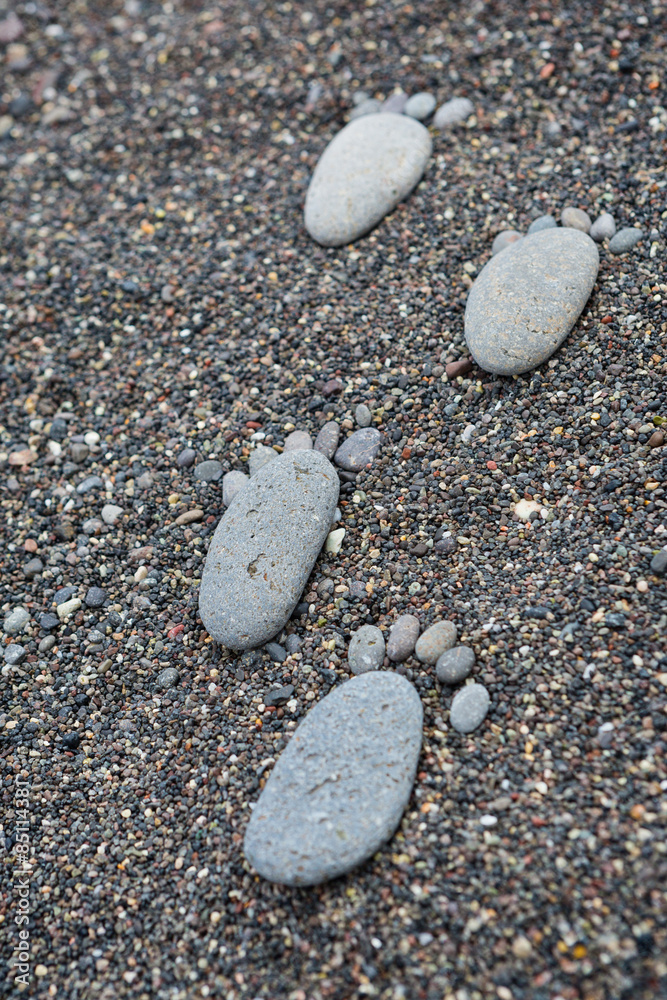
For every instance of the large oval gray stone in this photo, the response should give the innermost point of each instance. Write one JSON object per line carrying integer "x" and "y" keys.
{"x": 340, "y": 787}
{"x": 371, "y": 165}
{"x": 265, "y": 547}
{"x": 527, "y": 299}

+===+

### [Direction]
Copy out all of the records above, requests included, with every x and y coordinate in the answers multiplied by 1.2 and rounded to a whole number, halves rounding up. Leave the pictures out.

### [Written solution]
For every instance of the large oval gray stone in this photo, the response should give the innermost point of each instance. Write one JSON object per line carrying integer "x" and "y" keys.
{"x": 408, "y": 944}
{"x": 445, "y": 198}
{"x": 318, "y": 656}
{"x": 632, "y": 359}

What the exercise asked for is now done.